__Required tasks__.
1. In the serial position documentation, why should the function be run several times when repeated measures are used?
2. Tally the lines in the rows below that contain the string "water", and give only that number.

__Page text__.
Important: The code is written assuming group.by variables are between subjects for an individual recall list. If repeated measures are used (i.e., there are multiple lists completed by each participant or multiple list versions), you should use this function several times, once on each list/answer key.
Value
DF_Serial |
A dataframe of the proportion correct for each tested position by any optional grouping variables included. |
Examples
data(free_data)
data(answer_key_free2)
free_data <- subset(free_data,
List_Type == "Cat_Recall_L1")
DF_long <- arrange_data(data = free_data,
responses = "Response",
sep = " ",
id = "Username")
scored_output <- prop_correct_free(data = DF_long,
responses = "response",
key = answer_key_free2$Answer_Key,
id = "Sub.ID",
cutoff = 1,
flag = TRUE,
group.by = "Version")
serial_output <- serial_position(data = scored_output$DF_Scored,
key = answer_key_free2$Answer_Key,
position = "position",
scored = "Scored",
answer = "Answer",
group.by = "Version")
head(serial_output)
Serial Position Calculator for Multiple Lists
Description
This function calculates the proportion correct of each item in the serial position curve. Data should include the participant's answers in long format (use arrange_data() in this package for help), the answer key of the items in order, and a column that denotes the order a participant listed each item. The function will then calculate the items remembered within a window of 1 before or 1 after the tested position. The first and last positions must be answered in the correct place. Specifically, this function is an extension of serial_position() for free recall when there are multiple lists or randomized lists.
Usage
serial_position_multiple(
data,
position,
answer,
key,
key.trial,
id.trial,
scored,
group.by = NULL
)

__Data lines__.
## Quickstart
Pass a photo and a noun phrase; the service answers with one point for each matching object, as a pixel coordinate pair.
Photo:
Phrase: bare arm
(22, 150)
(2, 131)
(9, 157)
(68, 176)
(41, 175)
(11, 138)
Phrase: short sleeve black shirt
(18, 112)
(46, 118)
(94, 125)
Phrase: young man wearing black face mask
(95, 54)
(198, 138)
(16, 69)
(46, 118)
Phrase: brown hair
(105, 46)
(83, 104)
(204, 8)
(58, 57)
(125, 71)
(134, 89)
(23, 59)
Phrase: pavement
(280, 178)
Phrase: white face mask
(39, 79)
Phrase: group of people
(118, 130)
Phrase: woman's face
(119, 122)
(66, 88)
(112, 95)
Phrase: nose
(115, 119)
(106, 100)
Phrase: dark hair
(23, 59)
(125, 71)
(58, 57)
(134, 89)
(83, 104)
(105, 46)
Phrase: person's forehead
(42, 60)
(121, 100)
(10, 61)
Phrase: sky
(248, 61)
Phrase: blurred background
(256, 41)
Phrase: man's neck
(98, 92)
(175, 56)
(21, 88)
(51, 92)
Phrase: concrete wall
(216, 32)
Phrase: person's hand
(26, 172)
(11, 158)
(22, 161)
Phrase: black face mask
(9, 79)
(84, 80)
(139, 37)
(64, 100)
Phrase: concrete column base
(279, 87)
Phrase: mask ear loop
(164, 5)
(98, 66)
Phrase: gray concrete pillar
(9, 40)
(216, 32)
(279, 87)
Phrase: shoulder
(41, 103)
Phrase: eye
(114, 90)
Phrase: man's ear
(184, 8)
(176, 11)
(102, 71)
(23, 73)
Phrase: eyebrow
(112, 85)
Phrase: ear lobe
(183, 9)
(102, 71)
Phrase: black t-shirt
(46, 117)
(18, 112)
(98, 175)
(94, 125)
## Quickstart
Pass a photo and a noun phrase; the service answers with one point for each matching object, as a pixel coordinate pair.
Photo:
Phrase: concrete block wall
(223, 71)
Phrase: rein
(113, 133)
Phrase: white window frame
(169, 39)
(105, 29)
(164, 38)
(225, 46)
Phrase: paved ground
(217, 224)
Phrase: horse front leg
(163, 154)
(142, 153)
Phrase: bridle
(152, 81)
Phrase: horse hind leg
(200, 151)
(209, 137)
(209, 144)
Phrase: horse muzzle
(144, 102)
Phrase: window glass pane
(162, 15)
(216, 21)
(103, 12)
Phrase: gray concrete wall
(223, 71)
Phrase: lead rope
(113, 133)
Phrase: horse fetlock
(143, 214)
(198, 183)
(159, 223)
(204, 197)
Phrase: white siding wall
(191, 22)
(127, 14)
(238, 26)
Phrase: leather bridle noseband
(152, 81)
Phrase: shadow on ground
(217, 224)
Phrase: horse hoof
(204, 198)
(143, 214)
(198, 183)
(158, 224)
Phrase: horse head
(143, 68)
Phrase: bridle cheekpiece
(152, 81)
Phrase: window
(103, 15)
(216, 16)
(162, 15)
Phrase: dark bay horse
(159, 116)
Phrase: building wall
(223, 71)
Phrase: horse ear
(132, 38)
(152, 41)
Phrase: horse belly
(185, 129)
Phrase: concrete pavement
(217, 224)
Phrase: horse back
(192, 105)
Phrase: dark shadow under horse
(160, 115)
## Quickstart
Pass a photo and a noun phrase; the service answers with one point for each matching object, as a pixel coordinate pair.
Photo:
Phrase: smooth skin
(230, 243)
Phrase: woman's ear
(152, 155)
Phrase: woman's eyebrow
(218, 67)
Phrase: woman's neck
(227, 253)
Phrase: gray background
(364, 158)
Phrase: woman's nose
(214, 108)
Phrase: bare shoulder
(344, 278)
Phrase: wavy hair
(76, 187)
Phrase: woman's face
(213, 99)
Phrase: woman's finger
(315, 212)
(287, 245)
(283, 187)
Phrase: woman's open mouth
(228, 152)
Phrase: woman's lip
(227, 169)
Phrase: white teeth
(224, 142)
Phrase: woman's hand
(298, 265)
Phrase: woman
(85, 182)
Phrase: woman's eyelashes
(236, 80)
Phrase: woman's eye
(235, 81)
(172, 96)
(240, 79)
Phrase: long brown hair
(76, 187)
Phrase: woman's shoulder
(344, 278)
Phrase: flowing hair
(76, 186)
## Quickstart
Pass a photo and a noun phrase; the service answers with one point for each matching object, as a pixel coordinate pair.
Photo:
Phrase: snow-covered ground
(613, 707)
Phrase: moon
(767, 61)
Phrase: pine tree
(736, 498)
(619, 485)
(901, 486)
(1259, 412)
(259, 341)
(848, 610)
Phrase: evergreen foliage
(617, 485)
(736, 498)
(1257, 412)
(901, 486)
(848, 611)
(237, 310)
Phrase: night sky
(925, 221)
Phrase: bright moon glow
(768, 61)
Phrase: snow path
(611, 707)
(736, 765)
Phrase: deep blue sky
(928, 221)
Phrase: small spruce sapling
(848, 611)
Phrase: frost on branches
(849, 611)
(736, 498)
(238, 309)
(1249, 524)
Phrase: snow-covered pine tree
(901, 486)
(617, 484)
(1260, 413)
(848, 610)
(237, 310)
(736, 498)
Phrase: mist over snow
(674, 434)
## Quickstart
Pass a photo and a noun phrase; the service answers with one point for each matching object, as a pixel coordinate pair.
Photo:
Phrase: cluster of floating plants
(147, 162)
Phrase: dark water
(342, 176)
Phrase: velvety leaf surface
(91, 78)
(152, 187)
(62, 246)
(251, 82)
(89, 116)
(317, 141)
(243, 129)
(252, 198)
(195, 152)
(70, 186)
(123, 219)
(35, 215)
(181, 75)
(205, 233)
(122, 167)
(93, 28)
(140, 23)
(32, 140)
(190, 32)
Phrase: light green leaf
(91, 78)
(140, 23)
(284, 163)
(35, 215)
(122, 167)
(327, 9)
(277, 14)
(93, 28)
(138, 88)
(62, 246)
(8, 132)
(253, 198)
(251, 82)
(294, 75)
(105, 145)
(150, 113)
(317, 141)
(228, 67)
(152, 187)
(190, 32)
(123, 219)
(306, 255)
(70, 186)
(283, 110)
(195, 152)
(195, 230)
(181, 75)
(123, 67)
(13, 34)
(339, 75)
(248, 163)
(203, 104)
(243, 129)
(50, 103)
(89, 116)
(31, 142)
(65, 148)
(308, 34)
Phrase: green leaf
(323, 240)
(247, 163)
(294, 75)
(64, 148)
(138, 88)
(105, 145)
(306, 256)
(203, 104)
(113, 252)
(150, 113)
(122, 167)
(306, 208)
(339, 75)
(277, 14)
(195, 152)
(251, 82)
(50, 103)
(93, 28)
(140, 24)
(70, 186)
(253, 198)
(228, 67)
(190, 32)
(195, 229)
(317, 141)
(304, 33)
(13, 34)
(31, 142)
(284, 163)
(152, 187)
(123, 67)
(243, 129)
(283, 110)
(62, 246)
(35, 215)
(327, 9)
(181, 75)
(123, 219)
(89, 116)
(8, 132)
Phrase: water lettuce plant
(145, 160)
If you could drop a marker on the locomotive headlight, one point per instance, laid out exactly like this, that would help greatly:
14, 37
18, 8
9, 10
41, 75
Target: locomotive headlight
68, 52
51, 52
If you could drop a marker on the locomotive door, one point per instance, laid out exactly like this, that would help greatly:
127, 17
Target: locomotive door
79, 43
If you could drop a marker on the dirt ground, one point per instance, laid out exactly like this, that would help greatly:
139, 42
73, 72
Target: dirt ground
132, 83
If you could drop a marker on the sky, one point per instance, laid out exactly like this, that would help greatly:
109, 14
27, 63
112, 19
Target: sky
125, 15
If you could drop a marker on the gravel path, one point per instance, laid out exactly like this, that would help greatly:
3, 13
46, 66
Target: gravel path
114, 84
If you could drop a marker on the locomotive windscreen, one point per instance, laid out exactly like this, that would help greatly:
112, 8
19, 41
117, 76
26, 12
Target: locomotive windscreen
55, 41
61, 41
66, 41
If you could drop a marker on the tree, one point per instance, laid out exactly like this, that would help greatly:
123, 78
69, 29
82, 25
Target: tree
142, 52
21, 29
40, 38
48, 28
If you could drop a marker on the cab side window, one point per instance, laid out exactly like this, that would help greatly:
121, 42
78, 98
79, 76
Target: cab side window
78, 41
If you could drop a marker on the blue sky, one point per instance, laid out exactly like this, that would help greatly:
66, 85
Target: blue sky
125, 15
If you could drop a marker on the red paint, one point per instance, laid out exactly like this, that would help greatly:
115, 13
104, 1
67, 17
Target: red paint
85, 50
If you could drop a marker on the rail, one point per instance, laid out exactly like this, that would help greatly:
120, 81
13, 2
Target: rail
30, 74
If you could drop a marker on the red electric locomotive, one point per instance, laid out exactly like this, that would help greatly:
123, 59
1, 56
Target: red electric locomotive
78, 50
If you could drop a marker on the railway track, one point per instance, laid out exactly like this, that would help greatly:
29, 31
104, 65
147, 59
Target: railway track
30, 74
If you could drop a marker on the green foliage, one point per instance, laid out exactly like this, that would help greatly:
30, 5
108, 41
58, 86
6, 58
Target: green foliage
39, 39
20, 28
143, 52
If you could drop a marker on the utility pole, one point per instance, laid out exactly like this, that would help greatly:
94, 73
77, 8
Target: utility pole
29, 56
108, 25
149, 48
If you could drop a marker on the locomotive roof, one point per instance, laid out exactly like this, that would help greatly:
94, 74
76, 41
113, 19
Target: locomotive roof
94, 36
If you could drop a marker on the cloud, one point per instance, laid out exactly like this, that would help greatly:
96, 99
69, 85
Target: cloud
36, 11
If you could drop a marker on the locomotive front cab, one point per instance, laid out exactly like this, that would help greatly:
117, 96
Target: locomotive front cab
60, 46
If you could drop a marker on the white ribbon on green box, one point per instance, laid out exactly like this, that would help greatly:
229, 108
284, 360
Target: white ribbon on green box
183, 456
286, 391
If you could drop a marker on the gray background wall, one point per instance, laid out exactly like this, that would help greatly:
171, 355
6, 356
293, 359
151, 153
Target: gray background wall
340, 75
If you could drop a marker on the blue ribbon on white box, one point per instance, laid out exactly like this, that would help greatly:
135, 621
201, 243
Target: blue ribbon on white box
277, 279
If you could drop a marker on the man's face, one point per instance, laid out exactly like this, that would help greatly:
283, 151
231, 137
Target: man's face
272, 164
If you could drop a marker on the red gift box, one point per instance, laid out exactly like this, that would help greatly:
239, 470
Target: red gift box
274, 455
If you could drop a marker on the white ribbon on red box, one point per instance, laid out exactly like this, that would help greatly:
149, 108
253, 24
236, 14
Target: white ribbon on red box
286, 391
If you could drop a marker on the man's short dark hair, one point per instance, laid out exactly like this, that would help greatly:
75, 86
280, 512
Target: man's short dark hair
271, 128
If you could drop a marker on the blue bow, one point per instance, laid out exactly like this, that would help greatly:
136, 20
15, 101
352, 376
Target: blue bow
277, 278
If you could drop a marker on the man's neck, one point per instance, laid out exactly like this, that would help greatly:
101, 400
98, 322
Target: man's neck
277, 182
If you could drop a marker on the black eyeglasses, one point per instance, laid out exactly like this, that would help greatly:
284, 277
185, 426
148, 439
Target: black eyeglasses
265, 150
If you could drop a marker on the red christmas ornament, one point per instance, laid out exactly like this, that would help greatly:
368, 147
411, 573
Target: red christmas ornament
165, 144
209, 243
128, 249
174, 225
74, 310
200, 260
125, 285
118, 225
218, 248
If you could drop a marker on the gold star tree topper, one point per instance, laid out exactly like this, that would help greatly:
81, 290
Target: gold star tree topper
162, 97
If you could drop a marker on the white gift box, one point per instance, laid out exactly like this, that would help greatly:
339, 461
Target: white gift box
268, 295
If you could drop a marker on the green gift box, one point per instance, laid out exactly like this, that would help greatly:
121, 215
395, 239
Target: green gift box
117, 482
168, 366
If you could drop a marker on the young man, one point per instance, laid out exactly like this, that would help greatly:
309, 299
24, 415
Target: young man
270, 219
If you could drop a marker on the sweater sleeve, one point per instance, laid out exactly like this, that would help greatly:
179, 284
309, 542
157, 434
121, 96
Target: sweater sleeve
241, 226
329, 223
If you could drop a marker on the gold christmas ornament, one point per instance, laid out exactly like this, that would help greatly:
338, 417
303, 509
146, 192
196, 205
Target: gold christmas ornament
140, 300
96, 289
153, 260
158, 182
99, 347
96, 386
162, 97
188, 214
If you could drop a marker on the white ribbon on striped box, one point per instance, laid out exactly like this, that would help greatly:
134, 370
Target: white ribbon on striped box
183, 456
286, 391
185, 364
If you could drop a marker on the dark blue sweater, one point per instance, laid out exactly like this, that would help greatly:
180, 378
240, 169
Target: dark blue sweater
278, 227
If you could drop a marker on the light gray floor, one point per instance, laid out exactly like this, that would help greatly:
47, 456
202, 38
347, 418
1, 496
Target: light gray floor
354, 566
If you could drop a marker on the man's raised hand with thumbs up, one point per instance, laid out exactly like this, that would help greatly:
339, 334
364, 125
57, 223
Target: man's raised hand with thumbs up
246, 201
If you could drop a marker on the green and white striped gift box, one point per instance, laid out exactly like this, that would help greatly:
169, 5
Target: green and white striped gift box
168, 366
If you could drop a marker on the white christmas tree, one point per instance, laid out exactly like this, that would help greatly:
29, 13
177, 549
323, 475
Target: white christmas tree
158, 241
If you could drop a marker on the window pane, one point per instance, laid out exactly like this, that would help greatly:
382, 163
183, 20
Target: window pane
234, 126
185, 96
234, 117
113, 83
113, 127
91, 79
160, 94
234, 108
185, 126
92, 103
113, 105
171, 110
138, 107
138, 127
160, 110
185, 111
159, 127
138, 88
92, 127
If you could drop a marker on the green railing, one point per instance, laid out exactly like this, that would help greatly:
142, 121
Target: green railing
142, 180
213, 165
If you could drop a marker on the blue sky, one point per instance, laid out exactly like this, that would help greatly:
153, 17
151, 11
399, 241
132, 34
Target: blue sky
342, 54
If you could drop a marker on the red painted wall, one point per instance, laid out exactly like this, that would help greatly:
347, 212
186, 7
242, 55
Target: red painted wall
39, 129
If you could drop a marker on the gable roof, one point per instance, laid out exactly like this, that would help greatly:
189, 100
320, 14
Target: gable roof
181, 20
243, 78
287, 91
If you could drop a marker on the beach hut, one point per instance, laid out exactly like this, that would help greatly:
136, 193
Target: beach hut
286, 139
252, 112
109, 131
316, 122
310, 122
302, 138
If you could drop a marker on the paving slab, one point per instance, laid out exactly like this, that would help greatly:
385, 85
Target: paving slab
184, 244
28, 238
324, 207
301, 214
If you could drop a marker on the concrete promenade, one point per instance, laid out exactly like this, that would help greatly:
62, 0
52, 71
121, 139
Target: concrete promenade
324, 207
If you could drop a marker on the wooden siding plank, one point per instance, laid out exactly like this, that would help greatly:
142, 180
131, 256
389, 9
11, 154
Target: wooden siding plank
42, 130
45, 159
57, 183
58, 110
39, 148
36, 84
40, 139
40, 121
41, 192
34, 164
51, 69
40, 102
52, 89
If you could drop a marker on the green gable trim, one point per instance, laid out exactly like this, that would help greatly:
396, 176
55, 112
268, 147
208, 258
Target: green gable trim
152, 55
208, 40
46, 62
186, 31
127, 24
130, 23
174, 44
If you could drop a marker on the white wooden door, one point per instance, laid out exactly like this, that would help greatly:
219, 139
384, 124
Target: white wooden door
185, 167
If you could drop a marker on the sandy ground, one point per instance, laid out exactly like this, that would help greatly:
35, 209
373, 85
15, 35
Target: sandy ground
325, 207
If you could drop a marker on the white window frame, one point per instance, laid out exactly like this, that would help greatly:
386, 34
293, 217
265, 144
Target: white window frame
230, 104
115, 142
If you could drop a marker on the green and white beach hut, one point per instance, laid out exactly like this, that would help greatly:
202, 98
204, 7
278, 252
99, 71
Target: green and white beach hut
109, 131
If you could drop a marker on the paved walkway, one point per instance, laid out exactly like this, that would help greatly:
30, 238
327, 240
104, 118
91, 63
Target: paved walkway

__Solutions for each task__.
1. The code assumes that group.by variables are between subjects for an individual recall list. When each participant completes multiple lists or list versions, that assumption fails, so the function should be run once on each list/answer key.

2. 2